§ **Instructions to follow**
Take the line that contains "Would you mind marking the green tree" in the data below and each line after it, through the last, and repeat them unchanged.

§ **Material for this exercise**
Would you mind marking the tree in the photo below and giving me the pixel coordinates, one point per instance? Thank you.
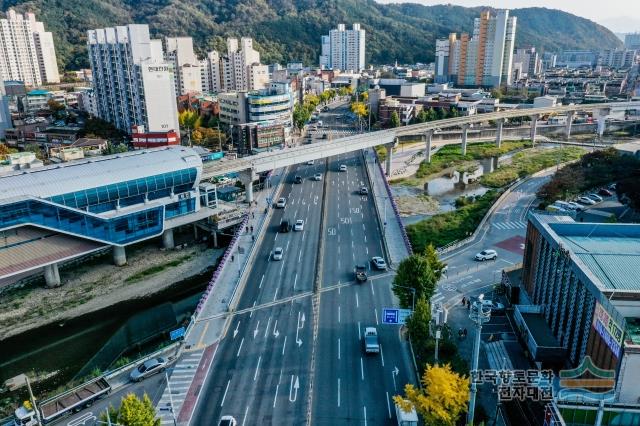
(414, 272)
(442, 399)
(134, 411)
(394, 120)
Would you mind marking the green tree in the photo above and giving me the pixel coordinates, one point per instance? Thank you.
(442, 399)
(394, 120)
(414, 272)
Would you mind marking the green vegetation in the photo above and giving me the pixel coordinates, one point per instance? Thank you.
(444, 228)
(290, 29)
(139, 276)
(529, 162)
(595, 169)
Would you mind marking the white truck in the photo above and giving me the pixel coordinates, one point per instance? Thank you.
(371, 345)
(61, 405)
(406, 418)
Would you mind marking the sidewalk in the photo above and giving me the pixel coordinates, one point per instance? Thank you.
(396, 241)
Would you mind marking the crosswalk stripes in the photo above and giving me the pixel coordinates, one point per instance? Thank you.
(510, 225)
(180, 379)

§ **Output of the exercise**
Would you mind marking the green tree in the photo above and giving me the pixel coordinates, one point per instance? Thank you.
(442, 399)
(394, 120)
(414, 272)
Would you mind marking the green vegetation in the photo above and giving me the pixel coordinates, one point per instance? Thank you.
(444, 228)
(290, 29)
(139, 276)
(529, 162)
(595, 169)
Would you mind marking the white truck in the photo above and giving me the pixel coordinates, one point per instance? Thank you.
(371, 345)
(61, 405)
(406, 418)
Would you mind marking the sidewalk in the photo above and giving me the pixel coordinates, one point per instance? Thank you.
(396, 241)
Would you mind marking the crosswalk stripes in the photo above and giving me the pixel coordinates, one point per instance? Thank you.
(510, 225)
(180, 379)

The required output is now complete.